Recopiez le passage de l'extrait de page situé entre « 7. Considérant qu'il » et « M. A...est rejetée. », ces deux bornes incluses.

▸ EXTRAIT DE PAGE
--------------------------------

4. Considérant qu'il ressort des pièces du dossier qu'en décidant, au vu notamment des différentes appréciations et avis émanant des responsables chargés de l'encadrer et portant sur le stage en juridiction effectué par M. A...au tribunal de grande instance du Havre, de l'écarter de l'accès aux fonctions judiciaires, le jury, qui n'était pas lié par la circonstance que ni le directeur du centre de stage ni le directeur de l'Ecole nationale de la magistrature n'ont expressément indiqué qu'ils estimaient que M. A...devait être déclaré inapte à l'exercice des fonctions judiciaires, ne s'est ni fondé sur des faits matériellement inexacts, ni n'a entaché sa décision d'erreur manifeste d'appréciation ;

Sur la décision de la garde des sceaux du 31 juillet 2013 :

5. Considérant que, contrairement à ce qui est soutenu, la circonstance qu'une telle décision n'ait pas mentionné les voies et délais de recours contentieux est sans aucune incidence sur la légalité de celle-ci ;

6. Considérant que le jury prévu à l'article 21-1 de l'ordonnance du 22 décembre 1958 ne peut légalement, après avoir délibéré sur l'aptitude des candidats à exercer les fonctions judiciaires à l'issue de la formation probatoire qu'ils ont reçue, se livrer à une nouvelle appréciation sur le recours d'un candidat ; qu'il n'en est autrement que si ce recours vise à la réparation d'une erreur matérielle ou d'un vice de procédure ; que, par suite, après que le jury s'est prononcé sur une telle aptitude, le garde des sceaux, ministre de la justice, ne peut légalement, sur le recours hiérarchique d'un des candidats, ni se livrer lui-même à une nouvelle appréciation, ni demander au jury de le faire ; qu'il peut seulement se borner à transmettre au jury toute demande portant sur une erreur matérielle ou un vice de procédure qui lui est adressée ; que, dès lors, le ministre en se déclarant, par une décision d'ailleurs suffisamment motivée, incompétent pour se prononcer sur le recours hiérarchique de M.A..., qui ne portait ni sur la rectification d'une erreur matérielle, ni sur la réparation d'un vice de procédure, n'a pas commis d'erreur de droit ;

7. Considérant qu'il résulte de ce qui précède que M. A...n'est pas fondé à demander l'annulation des décisions qu'il attaque ; que, par suite, ses conclusions présentées au titre des dispositions de l'article L. 761-1 du code de justice administrative ne peuvent qu'être rejetées ;

D E C I D E :

--------------

Article 1er : La requête de M. A...est rejetée.

--------------------------------

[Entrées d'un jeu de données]
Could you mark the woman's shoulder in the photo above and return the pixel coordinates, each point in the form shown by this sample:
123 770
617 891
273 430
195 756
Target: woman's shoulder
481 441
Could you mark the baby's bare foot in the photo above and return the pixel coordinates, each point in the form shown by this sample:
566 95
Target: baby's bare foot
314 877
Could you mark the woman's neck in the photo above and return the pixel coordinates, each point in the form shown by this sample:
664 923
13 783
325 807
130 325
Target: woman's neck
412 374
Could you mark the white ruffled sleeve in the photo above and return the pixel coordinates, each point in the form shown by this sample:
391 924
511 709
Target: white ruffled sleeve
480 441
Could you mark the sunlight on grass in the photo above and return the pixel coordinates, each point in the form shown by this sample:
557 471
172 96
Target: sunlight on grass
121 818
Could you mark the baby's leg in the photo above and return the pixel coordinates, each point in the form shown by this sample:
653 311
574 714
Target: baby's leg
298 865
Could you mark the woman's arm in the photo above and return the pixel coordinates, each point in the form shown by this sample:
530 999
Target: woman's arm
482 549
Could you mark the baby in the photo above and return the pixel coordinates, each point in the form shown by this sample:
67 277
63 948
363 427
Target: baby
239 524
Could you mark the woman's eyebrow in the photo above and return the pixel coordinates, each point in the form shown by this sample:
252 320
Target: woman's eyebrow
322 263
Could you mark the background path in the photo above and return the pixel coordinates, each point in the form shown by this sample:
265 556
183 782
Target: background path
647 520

--------------------------------

▸ SOLUTION
7. Considérant qu'il résulte de ce qui précède que M. A...n'est pas fondé à demander l'annulation des décisions qu'il attaque ; que, par suite, ses conclusions présentées au titre des dispositions de l'article L. 761-1 du code de justice administrative ne peuvent qu'être rejetées ;

D E C I D E :

--------------

Article 1er : La requête de M. A...est rejetée.